**** INFORMATION PROVIDED ****

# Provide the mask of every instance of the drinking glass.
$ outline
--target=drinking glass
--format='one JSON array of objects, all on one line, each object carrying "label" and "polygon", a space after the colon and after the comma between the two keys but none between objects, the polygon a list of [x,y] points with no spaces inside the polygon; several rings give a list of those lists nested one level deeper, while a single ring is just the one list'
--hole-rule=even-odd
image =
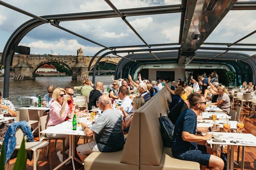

****

# SET TASK:
Copy the whole listing above word for word, but leave out the picture.

# COMPLETED TASK:
# Provide the mask of every instance of the drinking glass.
$ outline
--target=drinking glass
--format='one JSON array of objects, all on one line, each object carrying "label" and "polygon", a space after the colon and after the comma between the two keys but none between objects, the polygon a list of [x,y] points with no spaces inside the polygon; several rings give a list of those lists nested one level deeper, while a single ring is just the one list'
--hole-rule=even-odd
image =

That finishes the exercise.